• [Requisitos da tarefa]
Prossiga o texto sobre a tirania a partir do ponto em que ele termina.

A tirania, acredita-se, não acontece conosco, pois não se se trata de uma tirania se o objetivo declarado é a nossa salvação; não é tirania aquilo que promete nos proteger de perigos que temos certeza de que são reais, grandes e iminentes. 

E aquelas poucas aberrações ideológicas que imprudentemente insistem em chamar nossos salvadores de “tiranos” não reconhecem e não apreciam a necessidade de uma ação rápida e decisiva imposta de cima para baixo. Essas aberrações deveriam ser ignoradas e talvez até mesmo silenciadas à força.

Tirania, vale insistir, não acontece conosco. Afinal, estamos cumprindo voluntariamente as ordens de nossos líderes, sabendo que são para o nosso próprio bem. Se estivéssemos sofrendo a opressão de tiranos, resistiríamos. Somos, não se esqueça, um povo orgulhoso. Somos iluminados, democráticos e livres. Consequentemente, dado que a grande maioria de nós não está resistindo às ordens de nossos líderes, eles, por definido, não podem ser tirânicos. C.Q.D.

[Registros armazenados]
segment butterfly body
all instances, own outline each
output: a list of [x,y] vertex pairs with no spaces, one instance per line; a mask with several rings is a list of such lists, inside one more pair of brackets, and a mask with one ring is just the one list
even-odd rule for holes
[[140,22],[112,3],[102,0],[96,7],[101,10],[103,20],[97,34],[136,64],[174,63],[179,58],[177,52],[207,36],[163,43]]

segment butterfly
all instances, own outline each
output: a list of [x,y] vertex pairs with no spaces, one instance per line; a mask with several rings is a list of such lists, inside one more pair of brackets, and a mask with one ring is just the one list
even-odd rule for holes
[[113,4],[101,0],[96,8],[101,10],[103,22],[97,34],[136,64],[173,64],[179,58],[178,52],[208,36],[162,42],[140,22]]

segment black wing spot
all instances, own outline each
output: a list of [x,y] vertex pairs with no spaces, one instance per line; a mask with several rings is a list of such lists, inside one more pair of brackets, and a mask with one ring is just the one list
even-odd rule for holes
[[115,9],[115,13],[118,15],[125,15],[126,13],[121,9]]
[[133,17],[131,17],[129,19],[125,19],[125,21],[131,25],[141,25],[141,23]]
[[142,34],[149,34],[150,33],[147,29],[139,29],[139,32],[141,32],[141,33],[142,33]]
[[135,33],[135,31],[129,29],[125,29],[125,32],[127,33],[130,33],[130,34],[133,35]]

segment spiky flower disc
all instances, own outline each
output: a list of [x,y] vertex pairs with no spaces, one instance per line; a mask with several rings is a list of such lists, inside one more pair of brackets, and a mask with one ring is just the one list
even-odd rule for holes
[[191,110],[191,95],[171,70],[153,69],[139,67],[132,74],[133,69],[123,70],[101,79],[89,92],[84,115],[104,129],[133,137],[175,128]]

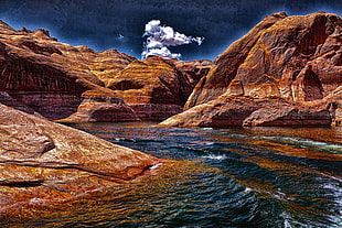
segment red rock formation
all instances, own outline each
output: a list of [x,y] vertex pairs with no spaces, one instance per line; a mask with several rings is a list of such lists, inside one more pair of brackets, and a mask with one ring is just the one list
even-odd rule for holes
[[[266,17],[215,59],[190,96],[189,110],[161,124],[339,124],[341,97],[332,94],[342,85],[341,56],[338,15]],[[254,100],[245,104],[252,108],[236,104],[243,97]],[[256,105],[260,100],[270,107]],[[249,112],[232,111],[239,109]]]
[[100,75],[116,73],[133,59],[114,50],[97,53],[60,43],[45,30],[15,31],[0,22],[0,33],[1,90],[11,97],[12,107],[26,107],[52,120],[75,113],[84,98],[90,99],[86,91],[115,97]]
[[165,119],[182,111],[212,64],[138,61],[116,50],[60,43],[46,30],[17,31],[4,22],[0,34],[0,90],[12,100],[7,104],[52,120]]
[[107,79],[140,119],[162,120],[182,111],[194,84],[207,73],[210,61],[181,62],[150,56],[133,61]]
[[160,162],[3,105],[0,122],[2,215],[125,183]]

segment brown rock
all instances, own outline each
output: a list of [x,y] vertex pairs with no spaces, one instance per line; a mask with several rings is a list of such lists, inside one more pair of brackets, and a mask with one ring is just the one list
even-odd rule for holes
[[162,124],[340,124],[341,25],[324,12],[266,17],[215,59],[185,105],[193,108]]
[[95,52],[60,43],[46,30],[17,31],[4,22],[0,34],[6,104],[51,120],[165,119],[182,111],[212,65],[156,56],[138,61],[116,50]]
[[150,56],[133,61],[106,86],[122,98],[140,119],[165,119],[182,111],[192,90],[172,59]]
[[46,30],[17,31],[1,22],[0,33],[0,87],[9,95],[7,100],[52,120],[75,113],[86,91],[115,97],[104,88],[103,75],[107,78],[135,59],[115,50],[98,53],[60,43]]
[[73,199],[160,161],[0,105],[0,214]]
[[244,63],[263,32],[286,17],[286,13],[275,13],[266,17],[244,37],[234,42],[224,53],[217,56],[210,73],[194,88],[185,109],[207,102],[224,94],[229,83],[235,78],[239,65]]

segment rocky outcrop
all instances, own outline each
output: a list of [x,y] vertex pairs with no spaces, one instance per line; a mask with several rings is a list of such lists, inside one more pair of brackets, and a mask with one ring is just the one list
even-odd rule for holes
[[276,99],[221,96],[175,115],[160,127],[330,126],[329,105],[304,107]]
[[[332,94],[342,85],[341,54],[340,17],[268,15],[215,59],[186,111],[161,124],[339,124],[341,97]],[[244,107],[242,99],[252,101]],[[259,106],[260,100],[269,107]],[[196,120],[190,123],[190,118]]]
[[0,214],[130,181],[153,156],[0,105]]
[[183,110],[194,84],[204,76],[210,61],[181,62],[150,56],[133,61],[107,79],[140,119],[162,120]]
[[[183,109],[212,62],[138,61],[0,22],[0,91],[7,105],[51,120],[165,119]],[[9,100],[11,100],[9,102]],[[23,108],[25,107],[25,108]]]

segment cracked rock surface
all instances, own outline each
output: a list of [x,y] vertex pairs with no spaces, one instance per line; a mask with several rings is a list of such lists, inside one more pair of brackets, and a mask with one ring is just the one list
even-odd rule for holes
[[0,105],[0,214],[125,183],[159,162]]

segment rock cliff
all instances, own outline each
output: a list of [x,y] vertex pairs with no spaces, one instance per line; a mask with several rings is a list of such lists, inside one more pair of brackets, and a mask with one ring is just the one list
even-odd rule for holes
[[125,183],[160,163],[3,105],[0,122],[1,215]]
[[341,57],[340,17],[268,15],[217,56],[186,111],[161,124],[339,124]]
[[107,79],[106,87],[125,100],[140,119],[165,119],[183,110],[212,62],[181,62],[150,56],[133,61]]

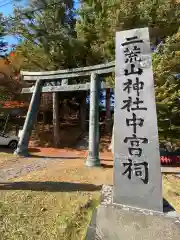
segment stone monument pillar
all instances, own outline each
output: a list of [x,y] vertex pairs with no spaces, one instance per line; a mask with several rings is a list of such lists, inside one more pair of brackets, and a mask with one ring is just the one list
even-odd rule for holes
[[113,202],[163,211],[148,28],[117,32]]

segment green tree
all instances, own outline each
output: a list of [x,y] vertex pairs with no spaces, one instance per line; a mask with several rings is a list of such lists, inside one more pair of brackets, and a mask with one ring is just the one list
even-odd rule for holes
[[[25,53],[30,62],[36,62],[37,68],[41,65],[42,69],[56,70],[78,65],[76,59],[82,46],[76,40],[72,0],[30,1],[27,8],[15,9],[14,17],[16,21],[10,22],[10,33],[25,40],[18,51]],[[32,55],[27,53],[27,46]]]
[[78,14],[78,38],[102,62],[114,60],[117,30],[148,26],[151,42],[157,44],[180,25],[180,4],[174,0],[83,0]]
[[168,37],[153,54],[159,135],[177,147],[180,134],[180,32]]

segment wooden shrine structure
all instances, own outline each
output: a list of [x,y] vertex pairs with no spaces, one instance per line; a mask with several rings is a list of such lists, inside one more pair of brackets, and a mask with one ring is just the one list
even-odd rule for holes
[[[106,88],[106,85],[103,82],[104,77],[111,76],[114,71],[115,62],[57,71],[21,71],[21,76],[24,81],[35,84],[32,87],[22,89],[22,93],[31,93],[32,97],[15,154],[21,156],[28,155],[28,143],[37,117],[41,93],[52,92],[53,116],[54,119],[57,119],[57,92],[61,92],[63,94],[64,92],[82,92],[90,90],[89,154],[86,165],[100,165],[98,111],[100,89]],[[56,133],[56,131],[54,133]]]

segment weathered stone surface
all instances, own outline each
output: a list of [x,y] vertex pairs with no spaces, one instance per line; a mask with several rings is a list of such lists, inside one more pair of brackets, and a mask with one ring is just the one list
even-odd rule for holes
[[[127,48],[133,67],[124,53],[129,53]],[[134,49],[139,49],[137,57]],[[114,203],[161,212],[162,179],[148,28],[116,35],[113,151]]]
[[[170,217],[171,216],[171,217]],[[112,186],[103,186],[101,204],[92,217],[86,240],[178,240],[180,216],[112,204]]]

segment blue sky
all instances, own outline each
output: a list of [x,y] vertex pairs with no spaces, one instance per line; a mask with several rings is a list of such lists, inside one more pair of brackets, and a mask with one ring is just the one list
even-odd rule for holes
[[[0,11],[3,13],[4,16],[11,15],[13,13],[14,5],[16,6],[25,6],[27,4],[28,0],[14,0],[14,3],[11,0],[4,0],[4,2],[0,1]],[[75,7],[78,7],[79,0],[75,0]],[[6,3],[9,3],[6,5]],[[1,5],[5,5],[2,6]],[[8,36],[5,38],[5,40],[9,44],[9,51],[11,51],[11,45],[17,44],[17,39],[13,36]]]

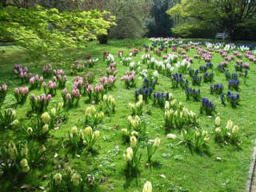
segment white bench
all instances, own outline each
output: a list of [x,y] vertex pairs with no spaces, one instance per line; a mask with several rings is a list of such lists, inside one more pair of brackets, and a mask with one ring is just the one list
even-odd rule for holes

• [Resposta à tarefa]
Nossos líderes, em suma, não são tiranos. Eles são servidores públicos em quem devemos confiar se quisermos ser salvos.

E assim concluem todos os tiranizados.

Socialismo Sanitário é tirania

Dado que a tirania sempre conta com o amplo apoio de suas vítimas, a maioria das pessoas que vive sob ela não tem conhecimento do terrível destino que as aguarda. 

E assim é com a tirania do socialismo sanitário de hoje.

Acreditando que as ordens de lockdown, os decretos sobre a obrigatoriedade do uso de máscaras e o fechamento de escolas são necessários para evitar perdas incalculáveis de vidas, as pessoas obedecem. Este não é o momento para permitir que picuinhas sobre liberdades individuais, sobre estado de direito, ou sobre preocupações com outros assuntos que não a Covid obstruam o valente e louvável esforço de nossos líderes para nos salvar.

A proibição de tudo que as pessoas valorizam, a criminalização da interação social, o individualismo efetivamente obscurecido pelo uso obrigatório de máscaras, a censura diligente de todos aqueles que se atrevem a discordar, e a sociedade completamente disforme em sua rotina diária são meros incômodos passageiros que não devem jamais ser questionados. Nossos líderes sabem o que fazem.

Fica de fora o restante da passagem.